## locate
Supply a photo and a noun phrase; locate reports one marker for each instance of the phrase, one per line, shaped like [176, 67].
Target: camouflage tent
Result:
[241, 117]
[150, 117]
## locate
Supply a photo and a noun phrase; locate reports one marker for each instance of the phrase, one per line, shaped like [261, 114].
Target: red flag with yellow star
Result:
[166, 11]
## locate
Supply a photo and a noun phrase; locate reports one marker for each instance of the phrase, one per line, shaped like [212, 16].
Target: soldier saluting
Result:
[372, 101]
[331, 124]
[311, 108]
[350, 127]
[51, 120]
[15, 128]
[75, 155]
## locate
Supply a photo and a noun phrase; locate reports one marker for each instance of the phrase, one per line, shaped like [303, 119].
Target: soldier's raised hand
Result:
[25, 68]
====
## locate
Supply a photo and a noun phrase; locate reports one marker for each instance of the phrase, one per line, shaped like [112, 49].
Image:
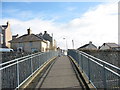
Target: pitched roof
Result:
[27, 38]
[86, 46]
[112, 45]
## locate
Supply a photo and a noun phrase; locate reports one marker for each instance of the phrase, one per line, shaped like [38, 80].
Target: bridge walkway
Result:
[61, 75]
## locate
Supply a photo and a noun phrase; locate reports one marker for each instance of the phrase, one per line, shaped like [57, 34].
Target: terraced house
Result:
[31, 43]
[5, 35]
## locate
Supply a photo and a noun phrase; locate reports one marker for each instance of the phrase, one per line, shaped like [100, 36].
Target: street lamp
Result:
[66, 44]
====
- [Your objective]: Copy out every line in the records above that contains the word "Target".

- [Expected answer]:
Target: camouflage tent
Target: red flag with yellow star
Target: soldier saluting
Target: soldier's raised hand
Target: pitched roof
Target: bridge walkway
Target: terraced house
Target: street lamp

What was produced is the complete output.